__EXERCISES__:
**a.** Reproduce the blog post word for word, everything from "August 10, 2009" down to "Scottsdale (6 days!).".
**b.** Resume the blog post about blogging after its last sentence and keep writing it.

__EXTRACT__:
--- START ---

Number 349.

August 10, 2009

I've gotten a couple emails recently asking why I haven't been blogging lately, and not just posting random clips and pictures, but really blogging. Videos are easier than words and pictures are my visual diary. But here it is, that one big blog, that will maybe tide everyone over for a while :) or at least until I get back to Scottsdale (6 days!).

When I first started this blog I did it because I wanted to find a different way to create a senior thesis. I wanted a unique and personal way to really express myself without the usual 40 page paper. I wanted my professors to see a different side to "The Kristen" everyone thinks they see at school. I wanted to present myself in a much more raw medium that ultimately challenged myself and in turn, inspired those around me. My first blog was exactly 370 days and 348 blogs ago. It's crazy to believe that something I initially started as a project for school has turned into this. My first post was obviously written in the most cynical of moods and its apparent in the apathetic way in which its written. (sneak peak - click here). It's called dazed&confused and I think that's how it started. I was dazed and completely confused as to how my senior year was going to go, and starting right from the get-go, my blog was the most honest thing I've ever written. I wanted to write this to inspire myself and others. Like I said in my valedictorian speech, I want to inspire people. If one, single person walks away from my blog and takes the littlest line or quote to heart then I feel like I've accomplished what I've set out to do. I want to be honest, I want to inspire, I want to encourage. I want to show people that it's okay to hurt and to cry. It's okay to let people know you're hurting, that's how we get through it all. I wanted to be honest. Now, here I sit, 348 blogs later, hopefully still accomplishing that goal and honestly still dazed and confused.

--- END ---

Stored records

--- START ---

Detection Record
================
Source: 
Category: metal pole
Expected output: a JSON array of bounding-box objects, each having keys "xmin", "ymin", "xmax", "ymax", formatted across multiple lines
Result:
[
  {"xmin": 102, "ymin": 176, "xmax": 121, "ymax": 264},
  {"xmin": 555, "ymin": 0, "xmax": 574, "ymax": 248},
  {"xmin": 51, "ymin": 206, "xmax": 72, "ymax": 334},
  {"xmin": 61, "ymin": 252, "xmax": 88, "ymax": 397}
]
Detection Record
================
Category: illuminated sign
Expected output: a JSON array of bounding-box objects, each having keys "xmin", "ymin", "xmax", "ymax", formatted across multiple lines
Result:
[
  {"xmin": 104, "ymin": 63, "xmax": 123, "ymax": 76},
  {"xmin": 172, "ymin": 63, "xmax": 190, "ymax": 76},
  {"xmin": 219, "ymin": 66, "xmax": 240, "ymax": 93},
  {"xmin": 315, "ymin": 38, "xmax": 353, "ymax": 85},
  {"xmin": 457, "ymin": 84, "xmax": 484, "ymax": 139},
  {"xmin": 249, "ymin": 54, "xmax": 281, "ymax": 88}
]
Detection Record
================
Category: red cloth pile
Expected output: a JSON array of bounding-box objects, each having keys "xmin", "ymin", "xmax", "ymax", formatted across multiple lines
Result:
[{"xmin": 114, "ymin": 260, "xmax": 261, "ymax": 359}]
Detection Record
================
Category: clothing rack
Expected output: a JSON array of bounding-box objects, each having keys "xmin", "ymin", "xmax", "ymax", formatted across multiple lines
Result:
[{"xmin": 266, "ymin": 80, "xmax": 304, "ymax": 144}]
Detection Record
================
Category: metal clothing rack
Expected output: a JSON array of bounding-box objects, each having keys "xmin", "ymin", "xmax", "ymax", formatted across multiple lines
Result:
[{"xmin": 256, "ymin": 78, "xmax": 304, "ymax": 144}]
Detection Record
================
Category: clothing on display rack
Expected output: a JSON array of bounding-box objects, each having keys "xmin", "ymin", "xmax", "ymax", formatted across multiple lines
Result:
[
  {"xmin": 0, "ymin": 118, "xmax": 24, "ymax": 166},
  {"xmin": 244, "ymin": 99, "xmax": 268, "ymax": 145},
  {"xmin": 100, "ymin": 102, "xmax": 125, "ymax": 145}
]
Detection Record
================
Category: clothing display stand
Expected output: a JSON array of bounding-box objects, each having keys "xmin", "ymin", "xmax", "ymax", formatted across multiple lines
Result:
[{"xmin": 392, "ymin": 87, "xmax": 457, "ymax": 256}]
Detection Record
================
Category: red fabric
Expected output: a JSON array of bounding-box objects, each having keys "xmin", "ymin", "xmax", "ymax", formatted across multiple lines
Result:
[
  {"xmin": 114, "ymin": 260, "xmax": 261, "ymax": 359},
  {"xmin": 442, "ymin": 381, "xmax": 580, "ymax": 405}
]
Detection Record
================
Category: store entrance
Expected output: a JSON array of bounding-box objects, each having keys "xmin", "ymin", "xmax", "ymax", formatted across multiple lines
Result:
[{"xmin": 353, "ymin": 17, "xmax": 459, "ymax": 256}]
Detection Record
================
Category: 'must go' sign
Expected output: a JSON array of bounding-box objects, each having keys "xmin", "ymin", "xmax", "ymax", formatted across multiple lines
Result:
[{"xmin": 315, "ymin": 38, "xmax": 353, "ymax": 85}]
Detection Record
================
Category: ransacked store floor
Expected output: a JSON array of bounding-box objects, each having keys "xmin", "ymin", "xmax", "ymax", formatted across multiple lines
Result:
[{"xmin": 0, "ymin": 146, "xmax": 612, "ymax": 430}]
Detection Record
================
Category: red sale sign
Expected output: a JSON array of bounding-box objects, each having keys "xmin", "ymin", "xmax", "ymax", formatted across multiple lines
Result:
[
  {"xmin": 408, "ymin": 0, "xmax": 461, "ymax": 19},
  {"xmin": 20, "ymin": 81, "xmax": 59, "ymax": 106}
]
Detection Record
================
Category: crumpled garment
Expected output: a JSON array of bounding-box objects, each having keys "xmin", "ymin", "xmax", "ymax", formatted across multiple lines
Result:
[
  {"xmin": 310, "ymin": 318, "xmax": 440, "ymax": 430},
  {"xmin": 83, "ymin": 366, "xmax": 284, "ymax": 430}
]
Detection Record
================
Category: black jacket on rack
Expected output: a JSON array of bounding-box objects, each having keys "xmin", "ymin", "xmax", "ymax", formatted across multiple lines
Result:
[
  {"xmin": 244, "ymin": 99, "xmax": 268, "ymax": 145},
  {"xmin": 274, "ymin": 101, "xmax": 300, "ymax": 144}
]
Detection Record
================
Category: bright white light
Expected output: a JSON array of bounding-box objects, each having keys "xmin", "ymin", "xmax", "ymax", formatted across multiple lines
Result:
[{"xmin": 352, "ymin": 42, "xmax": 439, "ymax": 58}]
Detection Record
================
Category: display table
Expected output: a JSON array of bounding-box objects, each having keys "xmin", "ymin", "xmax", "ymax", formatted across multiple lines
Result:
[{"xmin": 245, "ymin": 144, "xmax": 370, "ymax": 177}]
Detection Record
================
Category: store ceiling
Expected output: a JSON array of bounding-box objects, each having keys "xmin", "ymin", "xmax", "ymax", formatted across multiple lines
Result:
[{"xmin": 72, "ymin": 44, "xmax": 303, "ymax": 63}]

--- END ---

__RESULTS__:
**a.**
August 10, 2009

I've gotten a couple emails recently asking why I haven't been blogging lately, and not just posting random clips and pictures, but really blogging. Videos are easier than words and pictures are my visual diary. But here it is, that one big blog, that will maybe tide everyone over for a while :) or at least until I get back to Scottsdale (6 days!).

**b.**
This year, to date, as been one of the most emotionally, physically and mentally draining years of my life. I've said it many times before, but as amazing as senior year is, it's hard, it's challenging, it's fun & it's confusing. I grew up, I feel down, I picked myself back up and here I am, standing, one year later, with only a couple scratches to show for it. Lauren 'tweeted' this a couple days ago and being the blogger I am, I wrote it down in my moleskin for future access. "The more I know, the less I understand. All the things I thought I knew, I'm learning them again." And, after my final year in college, 6 weeks at LSAT boot-camp, this is where I'm left. But it's exciting, isn't it? There's so much more. It's exciting to know that this isn't it all. There is so much more we're left to do. There's so much more to prove.

"So what would you think of me now, so lucky, so strong, so proud? I never said thank you for that, now I'll never have a chance. May angels lead you in. Hear you me my friends."

Recently, I've been struggling with the fact that things are outside of my control. I've been realizing that some decisions I've made have hurt others. Decisions I've made have caused others to struggle. At some points I feel like what I'm doing right now, needs to be about me. I need to be selfish, I need to figure myself out before I can truly make someone else happy. How am I supposed to be what someone else needs if I can't even be enough for me? But at the same time, does that give me the right to hurt others around me? I'm making mistakes, but I refuse to second guess what I'm doing, because it's all just part of this journey.

"So just live, have wonderful times and make mistakes,
but never second guess where you've been, where you are,
and most of all where you're going."
-Sex and the City.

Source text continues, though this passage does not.